* THE REQUEST: Reproduce every one of the rows below verbatim, omitting the pictures.

* DATA EXCERPTS:
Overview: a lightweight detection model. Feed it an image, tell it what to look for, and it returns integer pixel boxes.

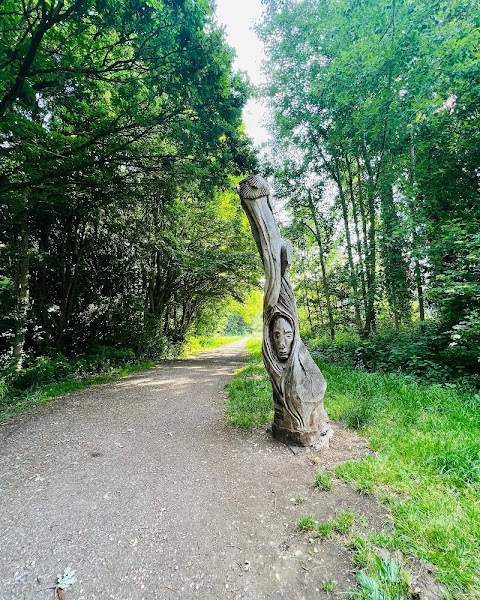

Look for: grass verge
[0,361,157,422]
[227,340,480,599]
[182,335,245,357]
[226,337,273,429]
[0,336,242,422]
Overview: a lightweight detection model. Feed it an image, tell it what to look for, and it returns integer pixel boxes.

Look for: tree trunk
[308,190,335,340]
[408,137,425,324]
[362,144,377,337]
[335,158,362,335]
[12,225,30,371]
[347,159,367,313]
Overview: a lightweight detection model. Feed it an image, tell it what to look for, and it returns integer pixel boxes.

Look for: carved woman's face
[272,317,293,362]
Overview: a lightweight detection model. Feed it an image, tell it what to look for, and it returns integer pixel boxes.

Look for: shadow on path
[0,342,389,600]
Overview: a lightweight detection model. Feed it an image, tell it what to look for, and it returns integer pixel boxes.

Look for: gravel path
[0,342,388,600]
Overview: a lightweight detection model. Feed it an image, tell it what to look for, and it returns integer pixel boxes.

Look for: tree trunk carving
[238,175,332,447]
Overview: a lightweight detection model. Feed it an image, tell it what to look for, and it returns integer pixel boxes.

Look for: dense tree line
[0,0,257,366]
[259,0,480,384]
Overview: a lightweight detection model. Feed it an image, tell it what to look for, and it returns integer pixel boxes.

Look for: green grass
[227,341,480,599]
[182,335,246,357]
[313,469,332,492]
[225,339,273,429]
[349,536,412,600]
[0,361,156,422]
[322,577,337,594]
[297,515,317,531]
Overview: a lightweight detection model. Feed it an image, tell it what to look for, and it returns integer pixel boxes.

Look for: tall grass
[228,341,480,599]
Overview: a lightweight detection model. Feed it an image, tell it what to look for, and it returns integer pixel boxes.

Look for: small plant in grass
[354,555,411,600]
[313,469,332,492]
[332,510,355,535]
[315,521,332,540]
[297,515,317,531]
[315,511,355,540]
[322,577,337,594]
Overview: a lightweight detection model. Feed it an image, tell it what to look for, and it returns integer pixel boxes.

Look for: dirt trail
[0,342,389,600]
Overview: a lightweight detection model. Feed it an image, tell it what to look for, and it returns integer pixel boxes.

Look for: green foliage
[321,577,337,594]
[308,323,480,388]
[297,515,317,531]
[313,469,332,492]
[315,511,356,540]
[0,348,155,421]
[259,0,480,376]
[225,339,273,429]
[0,0,258,362]
[353,555,411,600]
[182,335,246,356]
[228,341,480,600]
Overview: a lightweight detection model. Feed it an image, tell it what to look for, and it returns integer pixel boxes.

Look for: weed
[297,515,317,531]
[225,342,480,598]
[182,335,245,357]
[313,469,332,492]
[332,510,355,535]
[322,577,337,594]
[353,554,411,600]
[315,521,332,540]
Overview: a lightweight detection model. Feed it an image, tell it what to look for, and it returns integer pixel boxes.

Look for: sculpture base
[272,423,333,448]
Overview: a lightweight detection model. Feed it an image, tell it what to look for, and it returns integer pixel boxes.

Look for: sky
[216,0,268,146]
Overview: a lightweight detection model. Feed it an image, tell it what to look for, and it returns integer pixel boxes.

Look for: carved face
[272,317,293,362]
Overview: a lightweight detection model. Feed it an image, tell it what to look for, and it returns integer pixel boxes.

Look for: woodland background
[0,0,480,404]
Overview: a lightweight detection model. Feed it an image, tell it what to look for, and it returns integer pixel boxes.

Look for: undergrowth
[226,338,273,429]
[227,340,480,599]
[0,336,241,421]
[182,335,245,356]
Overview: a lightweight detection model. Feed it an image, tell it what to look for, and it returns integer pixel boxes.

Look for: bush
[308,322,480,388]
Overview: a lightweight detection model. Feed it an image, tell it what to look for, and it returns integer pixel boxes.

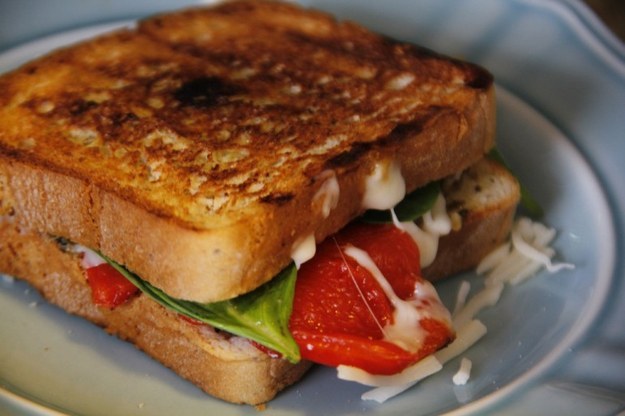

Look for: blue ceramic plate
[0,0,625,416]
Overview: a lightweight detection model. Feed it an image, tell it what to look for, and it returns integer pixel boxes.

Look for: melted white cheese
[452,357,473,386]
[72,244,106,270]
[362,161,406,210]
[313,170,340,218]
[345,246,451,352]
[391,194,451,267]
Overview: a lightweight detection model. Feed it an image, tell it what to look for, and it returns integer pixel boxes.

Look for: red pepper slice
[86,263,139,309]
[290,223,454,374]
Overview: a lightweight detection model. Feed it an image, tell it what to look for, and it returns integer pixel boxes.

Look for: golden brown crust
[0,218,310,404]
[0,1,495,301]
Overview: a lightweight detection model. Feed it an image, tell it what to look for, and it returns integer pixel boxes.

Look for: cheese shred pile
[337,217,575,403]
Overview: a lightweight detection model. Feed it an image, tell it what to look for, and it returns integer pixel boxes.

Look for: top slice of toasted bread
[0,1,495,301]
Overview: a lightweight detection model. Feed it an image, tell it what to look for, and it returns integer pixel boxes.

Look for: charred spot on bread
[174,76,240,108]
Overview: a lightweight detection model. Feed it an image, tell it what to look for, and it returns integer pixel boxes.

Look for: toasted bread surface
[423,159,520,281]
[0,1,495,302]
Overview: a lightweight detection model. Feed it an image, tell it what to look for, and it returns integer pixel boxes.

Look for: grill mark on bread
[173,76,241,108]
[0,2,494,301]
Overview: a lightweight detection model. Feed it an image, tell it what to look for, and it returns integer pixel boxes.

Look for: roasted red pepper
[290,223,453,374]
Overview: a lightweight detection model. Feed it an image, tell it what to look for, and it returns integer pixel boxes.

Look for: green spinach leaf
[102,256,300,363]
[361,181,441,224]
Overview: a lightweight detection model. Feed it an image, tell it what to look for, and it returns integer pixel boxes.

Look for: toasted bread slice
[0,160,519,404]
[0,1,495,302]
[423,159,521,281]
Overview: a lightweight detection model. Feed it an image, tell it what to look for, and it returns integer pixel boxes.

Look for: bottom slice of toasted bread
[0,160,519,404]
[0,220,311,404]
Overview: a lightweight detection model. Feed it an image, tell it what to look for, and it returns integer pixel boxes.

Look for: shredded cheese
[338,213,575,403]
[361,320,487,403]
[476,217,575,285]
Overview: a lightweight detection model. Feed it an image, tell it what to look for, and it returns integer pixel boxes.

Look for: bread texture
[0,0,495,302]
[0,159,519,404]
[423,158,521,281]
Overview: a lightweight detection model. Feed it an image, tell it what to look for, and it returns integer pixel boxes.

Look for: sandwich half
[0,1,519,404]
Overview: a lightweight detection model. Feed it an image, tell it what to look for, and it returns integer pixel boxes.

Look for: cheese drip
[391,194,451,267]
[344,246,451,352]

* ANSWER TO THIS TASK:
Overview: a lightweight detection model. Feed it an image, tell it what to look for, and it returns integer pixel boxes.


Look for: grass verge
[0,361,157,422]
[227,340,480,599]
[182,335,245,357]
[226,337,273,429]
[0,336,242,422]
Overview: a lightweight detection model. Feed it an image, tell it what to look for, and it returns integer pixel boxes.

Look for: tree trunk
[308,190,335,340]
[408,137,425,324]
[362,144,377,337]
[335,158,362,335]
[12,225,30,371]
[347,159,367,313]
Overview: a lightweight detection model. Feed it an image, tell it what to look for, and it returns integer pixel boxes.

Look for: carved woman's face
[272,317,293,362]
Overview: a lightweight detection model. Feed it an image, tell it what to look for, and it returns integer pixel boxes.

Look for: shadow on path
[0,342,389,600]
Overview: a lightweight detection model. Feed it an image, tell it what to look for, and it returns integer pixel boxes.

Look for: gravel path
[0,342,388,600]
Overview: a lightweight detection model. Feed it an image, tell it what to look for, and it returns integer pixel boxes.

Look for: tree trunk carving
[238,175,332,447]
Overview: a lightweight detection model. Feed it an image, tell it what to look for, and it returns integer pixel boxes.

Look for: dense tree line
[0,0,257,366]
[259,0,480,384]
Overview: a lightweight detection model. Feed it an image, tell it what to look for, and it returns integer pixel boxes.

Look for: green grass
[227,341,480,599]
[182,335,246,357]
[313,469,332,492]
[225,339,273,429]
[349,536,412,600]
[0,361,156,422]
[322,577,337,594]
[297,515,317,531]
Overview: a lightweight detection model. Feed it an image, tell it what to look for, and it returns integer pixel boxes.

Look for: tall grass
[228,341,480,599]
Overview: a lightweight detection model. Feed it an image, tell it what to look for, and it returns integer pixel boxes.

Look for: small plant in grass
[354,555,411,600]
[313,469,332,492]
[332,510,355,535]
[315,521,332,540]
[297,515,317,531]
[315,511,355,540]
[322,577,337,594]
Overview: a lightweight detection model. Feed it an image, tell it what to look for, and it returns integer pixel boxes.

Look for: dirt trail
[0,342,389,600]
Overview: a lightweight detection model. Feed it an image, tell it what to look for, and it returns integer pixel boxes.

Look for: green foliage
[321,577,337,594]
[308,323,480,388]
[297,515,317,531]
[313,469,332,492]
[315,511,356,540]
[0,348,155,421]
[259,0,480,376]
[225,339,273,429]
[0,0,258,362]
[353,555,411,600]
[182,335,246,356]
[228,341,480,600]
Overview: a lightweight detection model. Feed it an image, tell it what to look for, and it returns integer pixel boxes.

Look for: weed
[297,515,317,531]
[225,342,480,598]
[182,335,245,357]
[313,469,332,492]
[332,510,355,535]
[322,577,337,594]
[353,554,411,600]
[315,521,332,540]
Overview: a lightweight detection model. Feed it an image, tell it what to look for, and it returns integer pixel boxes.

Look for: sculpture base
[272,423,333,448]
Overview: a lightweight detection model. Feed it an image, tell it what to look for, and it returns integer pixel boxes.

Look for: sky
[216,0,268,146]
Overview: a lightweight detection model. Feed it an image, tell it what to look for, and it returns integer pixel boxes.

Look for: carved face
[272,317,293,362]
Overview: a lightweight detection model. Feed it an image, tell it what to look for, and it returns integer pixel boxes.

Look for: woodland background
[0,0,480,404]
Overview: a lightweight detection model. Feed it an image, tell it what to look for, and it returns integer pixel boxes.

Look for: undergrowth
[226,338,273,429]
[227,340,480,599]
[0,336,241,421]
[182,335,245,356]
Overview: a lightweight detection model. Feed it an image, tell it what to look for, and it returns integer pixel boxes.

Look for: bush
[308,322,480,388]
Overview: a lightweight detection model. Feed it an image, tell it what to look for, and it returns integer pixel boxes.


Look for: blue ceramic plate
[0,0,625,416]
Overview: a lightweight detection model. Feed it an image, tell it what to look for, and it returns integer pixel boxes.

Look for: melted white cheese
[452,357,473,386]
[72,244,106,270]
[362,161,406,210]
[313,170,340,218]
[345,246,451,352]
[391,194,451,267]
Overview: a lightweight detection model. Feed it an image, tell it what to look for, and it returns integer pixel boxes.

Look for: red pepper slice
[86,263,139,309]
[290,223,454,374]
Overview: a lightweight detection model. Feed it an image, tell it what to look for, and it returns integer pixel boxes.

Look for: golden brown crust
[0,218,310,404]
[0,1,495,301]
Overview: a lightweight detection model. Feed it an image, tell it what to look for, and it returns integer pixel boxes.

Look for: cheese shred pile
[337,217,575,403]
Overview: a lightweight detection model. Feed it an image, tell it what to look for, and it returns integer pixel boxes.

Look for: top slice of toasted bread
[0,1,495,301]
Overview: a lightweight detection model. Feed it an image, tell it what to look for, and it returns integer pixel boxes.

Look for: charred spot on bread
[174,76,240,108]
Overview: a lightweight detection model. Feed it an image, tell it what to look for, and it returns integer pixel boxes.

Look for: toasted bread surface
[423,159,520,281]
[0,1,495,302]
Overview: a lightweight detection model. Feed it an image, tell it what to look for, and it returns integer pixel boxes.

Look for: grill mark on bread
[173,76,241,108]
[0,2,494,301]
Overview: a lightweight detection model. Feed it an image, tell it what to look for, and it returns integer pixel boxes.

Look for: roasted red pepper
[290,223,453,374]
Overview: a lightweight detection model. Feed it an image, tell it what to look for, and it returns integer pixel boxes.

Look for: green spinach leaf
[102,256,300,363]
[361,181,441,224]
Overview: a lightweight detection model. Feed it an image, tell it what to look for, and it returns integer pixel boxes.

Look for: toasted bread slice
[0,160,519,404]
[0,1,495,302]
[423,159,521,281]
Overview: a lightweight detection model. Feed it an image, tell it what to look for, and it returns integer pixel boxes.

Look for: bottom slice of toasted bread
[0,160,519,404]
[0,220,311,404]
Overview: a lightweight detection model. Feed it an image, tell it what to look for, and it returns integer pixel boxes.

Look for: shredded cheese
[338,213,575,403]
[361,320,487,403]
[476,217,575,285]
Overview: a lightweight detection model. Feed it an image, tell it what to look for, and it returns integer pixel boxes.

Look for: bread texture
[0,0,495,302]
[0,159,519,404]
[423,158,521,281]
Overview: a lightweight detection model. Feed it an image, tell it what to look for, and it returns integer pixel boxes.

Look for: sandwich half
[0,1,519,404]
Overview: a lightweight detection model. Feed it an image, tell it what to look for, and it returns integer pixel boxes.

Look for: cheese drip
[391,194,451,267]
[344,246,451,352]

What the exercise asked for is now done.